* _Problem requirements_:
Extract every entry word for word.

[Records contained in a dataset]
.....

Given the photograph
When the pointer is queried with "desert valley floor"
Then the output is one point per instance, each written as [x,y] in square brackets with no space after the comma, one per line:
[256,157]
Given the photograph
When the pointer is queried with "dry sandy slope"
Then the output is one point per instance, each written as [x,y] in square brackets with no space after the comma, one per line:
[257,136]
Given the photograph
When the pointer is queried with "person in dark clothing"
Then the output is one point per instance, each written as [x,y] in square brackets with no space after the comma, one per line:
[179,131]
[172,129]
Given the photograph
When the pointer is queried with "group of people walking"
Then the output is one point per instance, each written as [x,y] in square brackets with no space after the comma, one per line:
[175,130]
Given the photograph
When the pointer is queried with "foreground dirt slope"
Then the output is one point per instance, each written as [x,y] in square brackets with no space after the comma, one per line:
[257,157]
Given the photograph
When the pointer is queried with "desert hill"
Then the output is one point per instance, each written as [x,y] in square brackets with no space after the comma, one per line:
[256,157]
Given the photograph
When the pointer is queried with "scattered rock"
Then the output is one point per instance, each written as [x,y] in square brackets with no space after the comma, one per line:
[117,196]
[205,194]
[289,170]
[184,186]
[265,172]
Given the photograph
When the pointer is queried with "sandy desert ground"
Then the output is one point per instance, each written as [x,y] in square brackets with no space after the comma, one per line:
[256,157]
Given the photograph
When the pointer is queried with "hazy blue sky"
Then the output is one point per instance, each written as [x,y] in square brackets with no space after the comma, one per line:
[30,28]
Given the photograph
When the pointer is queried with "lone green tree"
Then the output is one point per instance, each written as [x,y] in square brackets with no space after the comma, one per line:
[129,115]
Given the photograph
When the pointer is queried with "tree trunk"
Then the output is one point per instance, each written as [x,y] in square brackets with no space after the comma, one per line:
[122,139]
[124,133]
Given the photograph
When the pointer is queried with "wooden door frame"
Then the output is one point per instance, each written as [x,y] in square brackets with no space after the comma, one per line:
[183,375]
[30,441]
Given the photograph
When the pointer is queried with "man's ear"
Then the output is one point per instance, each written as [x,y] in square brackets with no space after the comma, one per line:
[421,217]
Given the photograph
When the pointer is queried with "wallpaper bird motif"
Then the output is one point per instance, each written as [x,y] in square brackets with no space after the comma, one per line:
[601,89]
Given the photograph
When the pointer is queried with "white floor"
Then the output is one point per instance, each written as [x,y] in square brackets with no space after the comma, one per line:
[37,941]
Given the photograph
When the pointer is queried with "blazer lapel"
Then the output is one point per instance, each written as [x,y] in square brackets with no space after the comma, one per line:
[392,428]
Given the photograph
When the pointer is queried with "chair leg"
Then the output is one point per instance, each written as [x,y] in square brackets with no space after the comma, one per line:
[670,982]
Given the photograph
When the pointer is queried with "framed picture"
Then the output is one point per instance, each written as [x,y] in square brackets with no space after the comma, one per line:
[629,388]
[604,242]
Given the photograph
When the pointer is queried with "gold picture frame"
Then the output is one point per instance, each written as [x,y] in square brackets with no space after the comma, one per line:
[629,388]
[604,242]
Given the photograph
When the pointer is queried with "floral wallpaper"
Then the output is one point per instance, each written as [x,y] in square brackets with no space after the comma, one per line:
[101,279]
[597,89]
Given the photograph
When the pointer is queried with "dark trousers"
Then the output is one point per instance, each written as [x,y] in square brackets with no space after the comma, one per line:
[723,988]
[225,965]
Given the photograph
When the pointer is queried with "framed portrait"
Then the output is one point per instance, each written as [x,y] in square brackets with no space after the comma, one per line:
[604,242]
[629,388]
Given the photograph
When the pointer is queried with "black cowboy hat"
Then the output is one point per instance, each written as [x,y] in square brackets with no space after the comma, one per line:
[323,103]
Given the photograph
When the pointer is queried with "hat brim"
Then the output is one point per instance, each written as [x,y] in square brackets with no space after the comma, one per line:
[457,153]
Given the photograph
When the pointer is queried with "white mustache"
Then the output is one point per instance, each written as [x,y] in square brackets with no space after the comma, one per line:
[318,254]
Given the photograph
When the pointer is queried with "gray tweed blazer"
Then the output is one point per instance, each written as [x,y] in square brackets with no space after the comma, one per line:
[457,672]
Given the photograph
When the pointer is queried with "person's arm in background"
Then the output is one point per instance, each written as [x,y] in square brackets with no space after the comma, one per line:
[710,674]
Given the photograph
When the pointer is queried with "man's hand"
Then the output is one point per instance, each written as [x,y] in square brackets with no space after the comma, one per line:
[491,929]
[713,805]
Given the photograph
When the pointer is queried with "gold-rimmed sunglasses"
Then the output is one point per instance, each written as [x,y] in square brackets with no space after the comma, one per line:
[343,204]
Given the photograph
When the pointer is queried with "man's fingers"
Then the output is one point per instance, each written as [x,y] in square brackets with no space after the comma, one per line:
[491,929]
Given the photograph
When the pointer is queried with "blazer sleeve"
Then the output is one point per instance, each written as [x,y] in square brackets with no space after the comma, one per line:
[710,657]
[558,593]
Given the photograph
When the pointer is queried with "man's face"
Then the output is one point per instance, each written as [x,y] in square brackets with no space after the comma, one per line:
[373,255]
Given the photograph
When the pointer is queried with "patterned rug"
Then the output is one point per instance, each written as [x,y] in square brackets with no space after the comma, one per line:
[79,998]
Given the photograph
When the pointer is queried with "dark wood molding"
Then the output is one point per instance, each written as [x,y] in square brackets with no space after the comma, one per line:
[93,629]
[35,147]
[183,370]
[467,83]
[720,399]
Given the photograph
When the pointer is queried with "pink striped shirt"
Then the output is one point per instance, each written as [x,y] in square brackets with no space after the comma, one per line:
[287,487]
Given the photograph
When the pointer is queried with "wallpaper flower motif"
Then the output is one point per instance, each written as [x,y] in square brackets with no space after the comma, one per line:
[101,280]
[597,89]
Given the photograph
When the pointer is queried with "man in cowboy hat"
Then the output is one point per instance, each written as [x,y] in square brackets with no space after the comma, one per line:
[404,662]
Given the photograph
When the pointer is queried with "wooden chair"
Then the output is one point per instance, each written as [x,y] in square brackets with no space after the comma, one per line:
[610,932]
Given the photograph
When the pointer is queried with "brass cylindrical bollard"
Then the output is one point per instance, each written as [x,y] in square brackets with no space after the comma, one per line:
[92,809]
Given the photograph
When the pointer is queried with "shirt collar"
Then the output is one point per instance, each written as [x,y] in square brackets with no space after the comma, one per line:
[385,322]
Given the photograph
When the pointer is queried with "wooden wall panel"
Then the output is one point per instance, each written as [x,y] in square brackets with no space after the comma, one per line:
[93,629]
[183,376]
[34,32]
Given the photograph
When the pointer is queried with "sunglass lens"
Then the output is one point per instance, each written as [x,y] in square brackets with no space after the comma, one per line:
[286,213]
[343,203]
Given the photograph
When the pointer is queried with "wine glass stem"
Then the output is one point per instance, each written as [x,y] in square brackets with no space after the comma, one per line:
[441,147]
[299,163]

.....

* _Solution for this problem_:
Given the photograph
When the pointer is queried with "desert valley floor"
Then the output is one point per instance, each written as [x,y] in square brackets with no space after the comma, one per line:
[256,157]
Given the photograph
When the pointer is queried with "dry sandy slope"
Then the output is one point per instance, each written as [x,y] in square brackets with no space after the comma, one per line:
[257,136]
Given the photograph
When the pointer is queried with "person in dark clothing"
Then the output is one point per instance, each written as [x,y] in square brackets with no space after the comma, one per line:
[179,131]
[172,129]
Given the photograph
When the pointer is queried with "group of people walking"
Then the output is one point per instance, each written as [x,y] in square brackets with no space after the comma, one per line:
[175,130]
Given the photograph
When the pointer is queried with "foreground dirt slope"
Then the output is one point per instance, each written as [x,y] in square brackets with no space after the comma, one per line:
[257,157]
Given the photograph
When the pointer is queried with "desert hill"
Then the output is one point per instance, each written as [x,y] in square brackets with no space after the comma, one per line:
[256,157]
Given the photograph
When the pointer is queried with "scattered rock"
Then the output is one point per instance, each written as [x,y] in square brackets with no space after the comma, one per line:
[117,196]
[205,194]
[289,170]
[184,186]
[265,172]
Given the photograph
When the pointer is queried with "sandy desert ground"
Then the output is one point per instance, each written as [x,y] in square brackets with no space after the comma, one per line:
[256,157]
Given the photograph
When the pointer is queried with "hazy blue sky"
Then the output is one point per instance, each written as [x,y] in square brackets with no space after the comma, one per line:
[30,28]
Given the photograph
When the pointer is queried with "lone green tree"
Then the output is one point per instance, each written as [x,y] in square brackets with no space after the comma, one per line:
[129,115]
Given the photograph
When the pointer is queried with "tree trunk"
Then the output is one point per instance, each written as [x,y] in square brackets with no space after the comma, one per line:
[122,139]
[124,133]
Given the photograph
When the pointer is queried with "wooden door frame"
Then the output is one point per instance, each written as [x,y] in square brackets with no space after the comma, one per line:
[183,375]
[30,441]
Given the photograph
When the pointer is queried with "man's ear"
Then the output is one point per instance, each written as [x,y] in square brackets with no space after the comma, one per line:
[421,217]
Given the photograph
When the pointer is queried with "wallpaper bird motif"
Then the output is one point per instance, each written as [x,y] in square brackets with no space after the comma, one per line:
[601,89]
Given the photograph
When the pointer is queried with "white floor"
Then the output is one point per instance, each written as [x,y] in square brackets with no space after the comma, one per line:
[37,941]
Given the photograph
When the pointer is queried with "blazer lapel"
Then the output is one point per instance, each written as [x,y] in square brackets with no space after the comma, one per line:
[392,428]
Given the photograph
When the pointer is queried with "chair leg"
Then the output is one point per instance, each written as [x,y] in square brackets with no space after the comma, one per line:
[670,982]
Given the photograph
When the pointer is queried with "framed picture"
Then the output is one point per instance, each written as [x,y] in square brackets with no space after the comma, one per line:
[629,388]
[604,242]
Given the photograph
When the pointer is queried with "gold picture frame"
Then the output is one point per instance, each written as [x,y] in square brackets with no space after the comma, one per line:
[629,388]
[604,242]
Given the photograph
When the pointer is queried with "floral wallpaper"
Then the output is one point per instance, each written as [x,y] in square brackets with no space after the comma, one per line:
[101,279]
[597,89]
Given the photograph
When the pointer is queried with "dark trousers"
Then the output is one point per instance, each written as [x,y] in square brackets with no space after the comma, one per line:
[723,988]
[225,965]
Given the photograph
When the pointer is queried with "framed portrait"
Then the output is one point per instance, each written as [x,y] in square brackets with no space after the comma, one per line:
[604,242]
[629,388]
Given the photograph
When the pointer is queried with "black cowboy hat"
Then the output is one point per instance, each written as [x,y] in square brackets with no space after the comma, one per line:
[323,103]
Given the photograph
When the pointer is queried with "hat brim"
Then the output is one point per instance, each written as [x,y] in square brackets with no space after the comma, one per line:
[457,153]
Given the photograph
When the pointer is queried with "white mustache"
Then the output is one point per instance, each written as [x,y] in square brackets with no space after the comma, one per line:
[318,254]
Given the photograph
When the pointer is queried with "gray tweed blazer"
Then the output is one point per instance, each written as [x,y] in square brackets with no space after the comma, one per line:
[457,672]
Given the photograph
When the pointer is queried with "person's arm in background"
Then the output is one point per instance, each written as [x,y] in square brackets with no space after the comma, one per line:
[710,674]
Given the photograph
When the pointer is queried with "man's hand"
Then the output is one point per instance, each written as [x,y] in square brackets with no space after the comma, one per line:
[491,929]
[713,805]
Given the photograph
When the pointer is queried with "gold-rimmed sunglasses"
Then the output is one point per instance, each written as [x,y] in square brackets with no space after the comma, one per line:
[343,204]
Given the photograph
When the pointer is queried with "man's fingers"
Then the output is one point per instance, each written as [x,y] in square brackets with no space after the comma, one per line:
[491,929]
Given the photograph
When the pointer is queried with "blazer sleeve"
Then the output is one point per instance, each written as [x,y] in square brackets with no space after the comma, one per line:
[710,657]
[558,593]
Given the photograph
When the pointer is queried with "man's face"
Then the output is one point per instance, each written as [x,y] in square brackets with no space after the comma, one per line:
[373,255]
Given the photograph
When the pointer is queried with "patterned rug"
Then the output is one point per instance, each written as [x,y] in square brackets with no space after the comma, one per line:
[79,998]
Given the photograph
When the pointer is queried with "dark wood molding"
Then the output is one point per instance, each written as [x,y] in square brackets with no space after the comma, one per line:
[93,629]
[35,147]
[183,370]
[467,83]
[720,399]
Given the photograph
When the pointer is queried with "pink striped shirt"
Then the output is one point per instance, each written as [x,y] in square brackets with no space after the comma, one per line:
[287,487]
Given the photograph
When the pointer is queried with "wallpaper flower motif"
Then the output is one point per instance, each written as [x,y] in square brackets with no space after the comma, one per line:
[101,280]
[597,89]
Given the photograph
When the pointer is queried with "man in cowboy hat"
Then the output is one point per instance, each written as [x,y] in square brackets with no space after the comma, one per line:
[404,662]
Given the photograph
When the pointer is queried with "wooden chair"
Then the output is one point per instance, each written as [x,y] in square brackets with no space after the comma, one per line:
[610,932]
Given the photograph
When the pointer is queried with "brass cylindrical bollard"
Then the output is one point per instance, each written as [x,y] in square brackets with no space after the comma, one per line:
[92,809]
Given the photograph
When the pointer is queried with "shirt collar"
Then the output is one point per instance, each written as [x,y] in square brackets with no space after the comma, one per line:
[385,322]
Given the photograph
When the pointer is queried with "wooden wall panel"
Then the output is one point per instance, each written as [x,y] in square brackets with no space after the comma, one per line:
[93,629]
[183,376]
[34,32]
Given the photograph
When the pointer is queried with "sunglass lens"
Then the output is one point per instance, each written as [x,y] in square brackets with no space after the comma, one per line:
[286,213]
[343,203]
Given the photograph
When the pointer is queried with "wine glass stem"
Then the output is one point per instance, each written as [x,y] in square brackets with no space after the comma, one per line:
[441,147]
[299,163]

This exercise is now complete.